**ACTION ITEM**.
Say how many lines in the entries hold the string "shirt", giving the number by itself.

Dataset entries
········

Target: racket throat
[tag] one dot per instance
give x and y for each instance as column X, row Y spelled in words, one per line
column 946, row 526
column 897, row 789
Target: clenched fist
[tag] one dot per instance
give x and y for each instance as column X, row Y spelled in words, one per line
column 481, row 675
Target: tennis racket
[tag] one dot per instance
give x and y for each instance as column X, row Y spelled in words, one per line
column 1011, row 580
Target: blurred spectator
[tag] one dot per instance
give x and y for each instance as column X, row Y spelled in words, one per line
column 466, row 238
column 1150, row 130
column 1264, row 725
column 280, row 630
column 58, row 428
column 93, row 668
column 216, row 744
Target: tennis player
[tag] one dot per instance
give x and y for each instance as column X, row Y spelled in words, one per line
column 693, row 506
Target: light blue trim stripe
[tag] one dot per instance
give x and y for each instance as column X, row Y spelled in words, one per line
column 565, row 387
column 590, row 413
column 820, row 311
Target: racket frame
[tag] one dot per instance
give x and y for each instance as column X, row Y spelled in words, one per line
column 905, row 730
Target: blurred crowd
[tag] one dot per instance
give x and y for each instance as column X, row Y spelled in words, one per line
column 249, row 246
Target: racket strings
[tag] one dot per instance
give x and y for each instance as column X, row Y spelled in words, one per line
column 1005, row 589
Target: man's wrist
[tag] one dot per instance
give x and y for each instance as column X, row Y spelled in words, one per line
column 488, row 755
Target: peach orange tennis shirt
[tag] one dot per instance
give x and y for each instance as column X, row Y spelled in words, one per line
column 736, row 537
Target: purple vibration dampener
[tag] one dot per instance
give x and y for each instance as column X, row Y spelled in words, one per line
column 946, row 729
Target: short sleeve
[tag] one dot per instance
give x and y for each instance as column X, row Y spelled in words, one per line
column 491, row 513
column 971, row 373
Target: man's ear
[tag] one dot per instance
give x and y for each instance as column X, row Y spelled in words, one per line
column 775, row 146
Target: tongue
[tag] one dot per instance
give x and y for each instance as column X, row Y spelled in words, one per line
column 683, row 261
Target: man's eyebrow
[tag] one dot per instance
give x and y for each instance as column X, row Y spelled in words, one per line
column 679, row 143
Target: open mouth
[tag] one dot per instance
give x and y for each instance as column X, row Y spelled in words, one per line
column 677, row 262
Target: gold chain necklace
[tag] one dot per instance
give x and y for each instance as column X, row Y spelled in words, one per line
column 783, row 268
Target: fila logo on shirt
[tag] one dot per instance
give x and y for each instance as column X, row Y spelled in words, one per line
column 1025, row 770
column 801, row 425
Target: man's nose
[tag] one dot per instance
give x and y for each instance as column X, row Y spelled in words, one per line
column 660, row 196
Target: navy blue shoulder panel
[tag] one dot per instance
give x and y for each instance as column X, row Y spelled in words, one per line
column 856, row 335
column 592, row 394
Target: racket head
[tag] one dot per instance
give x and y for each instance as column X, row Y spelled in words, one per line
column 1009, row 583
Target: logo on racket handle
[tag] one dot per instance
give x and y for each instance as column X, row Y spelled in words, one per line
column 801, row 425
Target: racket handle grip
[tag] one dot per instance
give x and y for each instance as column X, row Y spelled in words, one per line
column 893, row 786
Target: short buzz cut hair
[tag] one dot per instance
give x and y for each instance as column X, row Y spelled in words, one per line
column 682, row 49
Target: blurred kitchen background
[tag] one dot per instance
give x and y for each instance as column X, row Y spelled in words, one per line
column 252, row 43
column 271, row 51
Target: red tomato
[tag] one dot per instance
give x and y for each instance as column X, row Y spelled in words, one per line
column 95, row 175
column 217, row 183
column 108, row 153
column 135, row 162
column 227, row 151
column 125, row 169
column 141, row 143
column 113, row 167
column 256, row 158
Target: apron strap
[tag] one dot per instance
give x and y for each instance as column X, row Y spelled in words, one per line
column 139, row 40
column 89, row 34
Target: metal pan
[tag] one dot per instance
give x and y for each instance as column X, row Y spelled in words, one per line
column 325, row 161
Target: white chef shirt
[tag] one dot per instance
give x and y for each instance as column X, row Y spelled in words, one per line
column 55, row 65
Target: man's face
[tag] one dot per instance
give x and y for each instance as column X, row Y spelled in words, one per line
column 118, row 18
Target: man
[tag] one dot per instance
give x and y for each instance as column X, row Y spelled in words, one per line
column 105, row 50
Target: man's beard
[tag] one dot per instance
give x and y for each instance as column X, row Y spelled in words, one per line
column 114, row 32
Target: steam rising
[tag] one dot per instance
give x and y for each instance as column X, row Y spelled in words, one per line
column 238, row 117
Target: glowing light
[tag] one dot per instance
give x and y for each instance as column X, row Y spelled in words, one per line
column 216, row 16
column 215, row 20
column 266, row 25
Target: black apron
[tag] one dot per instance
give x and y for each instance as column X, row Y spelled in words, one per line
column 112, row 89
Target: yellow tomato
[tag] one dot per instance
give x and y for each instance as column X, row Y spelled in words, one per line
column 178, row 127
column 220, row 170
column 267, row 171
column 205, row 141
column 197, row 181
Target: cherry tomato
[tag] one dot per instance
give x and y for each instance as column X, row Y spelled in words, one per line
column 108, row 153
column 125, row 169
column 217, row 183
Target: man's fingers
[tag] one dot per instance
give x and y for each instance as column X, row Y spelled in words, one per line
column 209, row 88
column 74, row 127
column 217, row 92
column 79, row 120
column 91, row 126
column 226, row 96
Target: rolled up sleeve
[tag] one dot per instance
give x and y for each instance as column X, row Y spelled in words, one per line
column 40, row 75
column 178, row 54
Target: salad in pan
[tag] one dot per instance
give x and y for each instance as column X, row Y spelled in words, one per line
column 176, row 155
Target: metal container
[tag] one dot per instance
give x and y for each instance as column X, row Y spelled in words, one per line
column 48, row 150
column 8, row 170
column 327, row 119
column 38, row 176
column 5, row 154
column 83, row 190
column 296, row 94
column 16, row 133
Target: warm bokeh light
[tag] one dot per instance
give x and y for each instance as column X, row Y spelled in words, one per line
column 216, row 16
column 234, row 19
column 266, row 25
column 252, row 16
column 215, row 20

········

**COMPLETED TASK**.
3